### Extract to read
↓↓↓

HMRC have confirmed that they will not tax the employment income of days worked in the UK due to coronavirus restrictions. Conditions require:
- The income to be taxed in the home country, and
- For the individual to have left the UK as soon as they possibly could.
In addition, the Finance Act 2020 has enacted changes to the day count for those non-resident individuals in the UK between 1 March 2020 and 1 June 2020 working on COVID-19 related activities. These activities will not count towards the residence test.
At a glance
A Statutory Residence Test applies from April 2013. It was introduced by the Finance Act 2013. It replaces the previous regime and so much of past case law on residence may be safely ignored.
(references in this note “para” relate to paragraphs in schedule 45 FA 2013)

↑↑↑

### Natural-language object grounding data
↓↓↓

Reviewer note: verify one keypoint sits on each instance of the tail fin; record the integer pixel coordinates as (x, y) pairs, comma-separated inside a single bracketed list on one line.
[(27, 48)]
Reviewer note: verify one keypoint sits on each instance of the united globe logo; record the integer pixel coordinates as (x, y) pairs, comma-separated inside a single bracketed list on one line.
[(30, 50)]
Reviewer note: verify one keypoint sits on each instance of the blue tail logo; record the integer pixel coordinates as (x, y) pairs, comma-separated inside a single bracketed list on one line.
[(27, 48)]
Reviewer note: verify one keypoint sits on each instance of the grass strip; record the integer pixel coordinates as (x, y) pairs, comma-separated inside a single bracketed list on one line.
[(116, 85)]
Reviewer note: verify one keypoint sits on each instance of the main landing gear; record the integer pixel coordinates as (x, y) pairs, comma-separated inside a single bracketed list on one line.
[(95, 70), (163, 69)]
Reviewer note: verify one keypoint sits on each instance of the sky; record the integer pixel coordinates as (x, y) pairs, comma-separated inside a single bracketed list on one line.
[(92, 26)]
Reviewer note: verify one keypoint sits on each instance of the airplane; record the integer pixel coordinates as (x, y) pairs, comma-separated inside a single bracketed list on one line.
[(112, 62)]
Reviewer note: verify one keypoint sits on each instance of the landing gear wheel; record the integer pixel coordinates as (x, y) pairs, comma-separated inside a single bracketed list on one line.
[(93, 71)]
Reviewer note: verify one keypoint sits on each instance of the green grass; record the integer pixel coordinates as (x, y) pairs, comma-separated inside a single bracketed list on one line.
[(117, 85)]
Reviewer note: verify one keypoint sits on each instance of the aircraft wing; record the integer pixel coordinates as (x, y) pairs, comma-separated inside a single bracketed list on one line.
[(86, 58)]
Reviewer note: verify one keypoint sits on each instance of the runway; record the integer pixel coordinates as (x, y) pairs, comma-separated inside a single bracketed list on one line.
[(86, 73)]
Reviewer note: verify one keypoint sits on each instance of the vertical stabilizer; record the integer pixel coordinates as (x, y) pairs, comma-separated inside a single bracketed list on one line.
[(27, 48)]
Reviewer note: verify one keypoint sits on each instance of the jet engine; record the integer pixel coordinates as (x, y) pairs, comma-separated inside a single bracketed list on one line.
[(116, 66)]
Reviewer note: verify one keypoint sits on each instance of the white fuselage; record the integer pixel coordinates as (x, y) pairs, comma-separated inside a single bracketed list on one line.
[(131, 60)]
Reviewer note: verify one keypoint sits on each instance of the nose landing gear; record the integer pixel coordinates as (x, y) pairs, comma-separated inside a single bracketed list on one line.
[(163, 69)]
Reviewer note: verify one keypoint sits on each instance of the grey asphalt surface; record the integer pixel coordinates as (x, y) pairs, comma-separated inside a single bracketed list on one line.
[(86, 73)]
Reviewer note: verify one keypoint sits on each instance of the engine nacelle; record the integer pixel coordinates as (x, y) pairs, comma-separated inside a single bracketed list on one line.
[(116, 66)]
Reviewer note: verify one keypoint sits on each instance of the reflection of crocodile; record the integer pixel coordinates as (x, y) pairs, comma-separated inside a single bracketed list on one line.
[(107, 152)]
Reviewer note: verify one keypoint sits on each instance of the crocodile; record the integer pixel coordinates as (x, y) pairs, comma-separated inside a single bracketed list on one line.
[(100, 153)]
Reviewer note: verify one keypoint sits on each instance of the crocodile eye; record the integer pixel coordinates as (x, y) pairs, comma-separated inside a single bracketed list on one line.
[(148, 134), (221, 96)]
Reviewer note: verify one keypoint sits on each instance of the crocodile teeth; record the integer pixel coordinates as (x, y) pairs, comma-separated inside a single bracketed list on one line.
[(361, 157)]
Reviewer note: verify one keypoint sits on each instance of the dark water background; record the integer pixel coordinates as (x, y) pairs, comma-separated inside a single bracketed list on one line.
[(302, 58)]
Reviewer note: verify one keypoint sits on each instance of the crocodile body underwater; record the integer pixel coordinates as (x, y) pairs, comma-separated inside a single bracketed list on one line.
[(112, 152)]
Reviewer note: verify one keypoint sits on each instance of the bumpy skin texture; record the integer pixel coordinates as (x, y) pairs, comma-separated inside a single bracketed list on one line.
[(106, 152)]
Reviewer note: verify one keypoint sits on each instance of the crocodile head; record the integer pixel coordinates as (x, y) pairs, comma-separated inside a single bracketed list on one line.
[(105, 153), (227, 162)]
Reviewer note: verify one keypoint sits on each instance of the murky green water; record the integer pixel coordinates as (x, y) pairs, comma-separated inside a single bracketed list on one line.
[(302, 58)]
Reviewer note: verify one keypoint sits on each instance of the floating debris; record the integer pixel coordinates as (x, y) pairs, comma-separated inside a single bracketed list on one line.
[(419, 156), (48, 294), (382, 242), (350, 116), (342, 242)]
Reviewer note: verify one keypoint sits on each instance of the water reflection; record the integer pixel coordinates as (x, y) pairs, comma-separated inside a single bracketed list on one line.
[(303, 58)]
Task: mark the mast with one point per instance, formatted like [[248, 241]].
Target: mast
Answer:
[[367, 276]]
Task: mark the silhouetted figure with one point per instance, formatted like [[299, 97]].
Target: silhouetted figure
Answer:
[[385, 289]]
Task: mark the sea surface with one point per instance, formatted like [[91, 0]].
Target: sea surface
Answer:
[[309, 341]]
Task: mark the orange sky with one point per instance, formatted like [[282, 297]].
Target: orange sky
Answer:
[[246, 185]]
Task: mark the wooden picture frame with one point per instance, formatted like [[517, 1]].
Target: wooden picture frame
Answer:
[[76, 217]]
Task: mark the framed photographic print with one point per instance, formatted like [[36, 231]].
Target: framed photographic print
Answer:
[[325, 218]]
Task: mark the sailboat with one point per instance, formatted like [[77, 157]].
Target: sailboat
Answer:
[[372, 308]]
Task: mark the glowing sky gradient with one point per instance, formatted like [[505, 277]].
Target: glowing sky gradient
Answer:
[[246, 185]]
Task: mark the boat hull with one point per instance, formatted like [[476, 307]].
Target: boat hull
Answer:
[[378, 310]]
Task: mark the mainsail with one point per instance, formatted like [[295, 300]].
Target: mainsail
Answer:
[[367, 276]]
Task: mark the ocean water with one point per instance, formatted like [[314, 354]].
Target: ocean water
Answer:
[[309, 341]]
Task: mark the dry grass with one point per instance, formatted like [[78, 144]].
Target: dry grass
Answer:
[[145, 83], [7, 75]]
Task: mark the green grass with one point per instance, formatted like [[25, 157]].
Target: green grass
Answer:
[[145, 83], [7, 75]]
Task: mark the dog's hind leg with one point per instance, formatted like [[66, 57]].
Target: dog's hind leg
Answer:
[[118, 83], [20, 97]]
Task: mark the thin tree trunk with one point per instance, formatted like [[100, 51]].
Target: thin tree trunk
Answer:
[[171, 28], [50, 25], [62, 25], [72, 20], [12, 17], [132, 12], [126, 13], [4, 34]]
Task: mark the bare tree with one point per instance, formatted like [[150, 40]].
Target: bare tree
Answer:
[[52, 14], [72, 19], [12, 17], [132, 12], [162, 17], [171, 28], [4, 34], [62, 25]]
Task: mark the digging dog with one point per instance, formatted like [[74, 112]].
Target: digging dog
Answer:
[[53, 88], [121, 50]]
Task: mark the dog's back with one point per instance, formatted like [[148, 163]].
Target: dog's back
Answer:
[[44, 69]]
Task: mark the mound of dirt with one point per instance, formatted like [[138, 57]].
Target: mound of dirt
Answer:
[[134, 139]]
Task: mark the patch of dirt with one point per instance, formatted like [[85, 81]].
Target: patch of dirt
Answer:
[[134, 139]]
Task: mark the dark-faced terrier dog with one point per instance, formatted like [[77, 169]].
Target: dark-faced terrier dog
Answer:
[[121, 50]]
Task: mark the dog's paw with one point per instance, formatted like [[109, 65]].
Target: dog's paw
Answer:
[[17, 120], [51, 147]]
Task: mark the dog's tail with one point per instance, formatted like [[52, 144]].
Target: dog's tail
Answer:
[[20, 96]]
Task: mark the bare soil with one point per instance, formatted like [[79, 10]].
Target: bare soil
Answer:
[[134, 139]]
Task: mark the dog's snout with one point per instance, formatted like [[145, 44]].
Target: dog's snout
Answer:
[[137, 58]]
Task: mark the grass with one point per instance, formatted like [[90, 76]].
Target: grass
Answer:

↑↑↑

### Questions
1) Answer these questions from the note on UK tax residence:
(a) Between which two dates must non-resident individuals have been in the UK for their COVID-19 related activities to be left out of the day count?
(b) From when does the Statutory Residence Test apply?
(c) Which Act introduced the Statutory Residence Test?
2) List every date, or month and year, given in the note on UK tax residence.
3) Continue the note on UK tax residence, picking up right after its last line.
None of this listing is needed for the work on the tax residence note.

### Task-by-task outputs
1)
(a) Between 1 March 2020 and 1 June 2020.
(b) From April 2013.
(c) The Finance Act 2013.

2)
- 1 March 2020
- 1 June 2020
- April 2013

3)
There are now three tests which determine whether an individual is to be treated as UK resident or non-resident in a tax year:
- The automatic overseas test: pass this and you are conclusively non-resident
- The automatic residence test: pass this and you are conclusively resident
- The sufficient ties test: the tie breaker.
An individual may also become resident or non-resident mid-way through a tax year under split year treatment, which applies when they come or go to work full time, (Split Year Treatment is covered separately).
There are also anti-avoidance rules which when applied treat an individual as being non-resident on a temporary purpose. These apply to the disposal of assets, income from close companies and payments from offshore pension funds.
WARNING NOTE: the SRT is not always conclusive in determining your residence for tax purposes.
- It is possible that you may also be tax resident in another country under the terms of its own tax rules.
- If so, you need to also consider the other country’s residence tests: these may be different to the UK’s tests.
- If you are resident in another country, you will need to review the appropriate double tax treaty with the UK and if necessary, apply the treaty’s own tie breakers.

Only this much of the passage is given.